**READING TEXT**

· · · ·

The New Imperialists: 
		Ideologies of Empire, Edited by Colin Mooers
		
		A Book Review By Jim Miles
		
		ccun.org, March 29, 2008 
	 
	The new imperialists – Ideologies of Empire.  Ed. Colin Mooers. 
	
	Oneworld Publications, Oxford, England. 2006. 
	 
	The new imperialism is part a recognition that, yes, the United States is an 
	imperial power as accepted and supported by various neocon pundits and 
	apologists, and part a recognition that it takes a different form than 
	previous empires, no longer so much as colonial-settlement projects but an 
	economically-ideologically based empire.   There is still very 
	much a land base to the empire with over seven hundred fifty military 
	establishments of one form or another in over one hundred thirty countries.  
	Yet it is the institutional structuring of global enterprises that now 
	determines the nature and kind of empire, with a somewhat different 
	rationale behind these structures.  It could be argued that the ‘new’ 
	imperialism is only different from the ‘old’ imperialism as a matter of 
	degree and a few not so cleverly disguised rationalizations, as the military 
	is a necessity to support the economic push of free-market capitalism, as 
	militarism had always supported either the greed of the original corporate 
	entities – the Hudson’s Bay Company, the East India Company (Dutch and 
	British) – or the settlement policies that frequently accompanied them, 
	especially in North America, South Africa, and Australia.  
	 
	Accepting however that there are certainly new parameters to the current 
	American empire – it being the sole empire; the emphasis on ‘neutral’ free 
	market capitalism; the support of major world institutions such as the WTO, 
	World Bank, IMF and more recently the UN; the rationales of ‘rule of law’ 
	and ‘transparency’ – this volume deconstructs the arguments of the 
	apologists for empire, those that see it as a valid and good thing for the 
	world in general.  
	 
	Ellen Wood, formerly Professor of Political Science at York University, 
	Toronto, argues that the ideological basis for the new empire is democracy, 
	in a form that “Thwarts the majority in one way or another” as well as “to 
	empty democracy of as much social content as possible.”  Anyone who has 
	read James Madison’s writings in the Federalist Papers will know the essence 
	of this discussion.  Freedom of capital markets is the new democracy, a 
	democracy of form and rhetoric but no real substance, no function for the 
	‘demos’, the people.
	 
	Aziz Al-Azmeh’s essay “After the Fact:  Reading Tocqueville in Baghdad” 
	is both obtuse and grittily realistic, depending on whether he is discussing 
	the philosophy of Tocqueville in relation to U.S. democratic ideals, or 
	whether he discusses the aftermath of U.S. policy in action in Iraq and 
	Palestine.  He does support Ms Wood with the argument that U.S. 
	democracy can be “dark, irrational, highly illiberal and 
	intolerant….rendering it at times undemocratic in all but formal 
	arrangements.” 
	 
	The ideas of Fukuyama and Huntington are discussed by Tariq Ali under the 
	topic of “Tortured Civilizations”, stemming from the American view of 
	history and empire that suffers “from intellectual and historical amnesia, 
	and a sense of denial bordering on the delusional.”  This “collective 
	memory loss” it is argued, stems from the superiority complex of the victors 
	– the victors get to write the history as it suits them.  The end 
	result of Ali’s discussion is the idea that “Through its own myopia, the 
	West has given radical Islam the ammunition it was thirsting for….If this 
	blindness and these lies persist, the long term prospects are too desperate 
	to contemplate.”

· · · ·

Coordinate annotation entries:

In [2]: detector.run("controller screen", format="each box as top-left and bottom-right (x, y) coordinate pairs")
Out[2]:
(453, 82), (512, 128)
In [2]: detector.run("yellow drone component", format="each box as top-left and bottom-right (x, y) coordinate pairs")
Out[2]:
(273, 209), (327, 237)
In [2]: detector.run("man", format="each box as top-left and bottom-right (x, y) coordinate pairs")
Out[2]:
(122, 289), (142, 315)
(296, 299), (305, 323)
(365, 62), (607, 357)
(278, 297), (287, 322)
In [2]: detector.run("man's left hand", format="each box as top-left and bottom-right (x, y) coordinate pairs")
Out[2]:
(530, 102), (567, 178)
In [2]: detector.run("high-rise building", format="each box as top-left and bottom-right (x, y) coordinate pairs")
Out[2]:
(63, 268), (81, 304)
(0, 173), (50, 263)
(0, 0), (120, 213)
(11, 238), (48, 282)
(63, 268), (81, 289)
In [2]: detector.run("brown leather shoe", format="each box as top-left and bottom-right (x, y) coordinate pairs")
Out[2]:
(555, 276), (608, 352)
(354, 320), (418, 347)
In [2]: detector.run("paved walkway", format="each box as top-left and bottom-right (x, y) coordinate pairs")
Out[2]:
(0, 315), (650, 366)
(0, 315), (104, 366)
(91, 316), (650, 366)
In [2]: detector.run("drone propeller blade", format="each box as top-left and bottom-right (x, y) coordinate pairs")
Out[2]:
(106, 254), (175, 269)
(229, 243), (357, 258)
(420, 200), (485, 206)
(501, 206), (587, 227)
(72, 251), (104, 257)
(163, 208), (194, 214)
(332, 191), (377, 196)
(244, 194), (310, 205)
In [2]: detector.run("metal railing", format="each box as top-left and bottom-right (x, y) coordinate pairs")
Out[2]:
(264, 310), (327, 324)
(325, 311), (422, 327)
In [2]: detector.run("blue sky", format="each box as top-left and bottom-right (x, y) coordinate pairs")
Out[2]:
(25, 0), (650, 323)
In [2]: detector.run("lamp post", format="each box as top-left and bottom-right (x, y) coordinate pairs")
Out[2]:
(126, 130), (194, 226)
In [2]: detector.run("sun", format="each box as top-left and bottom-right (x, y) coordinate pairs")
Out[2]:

· · · ·

**WHAT NEEDS TO BE DONE**
Please sum up the book review above in two sentences.

**CORRECT OUTPUT**
The review describes the new imperialism as a recognition that the United States is an imperial power whose empire is economically and ideologically based rather than a colonial-settlement project, and it says the volume edited by Colin Mooers deconstructs the arguments of those who see that empire as good for the world. It notes Ellen Wood's argument that the empire's ideological basis is a democracy emptied of social content, Aziz Al-Azmeh's support for her view, and Tariq Ali's discussion of Fukuyama and Huntington in light of an American view of history marked by amnesia and denial.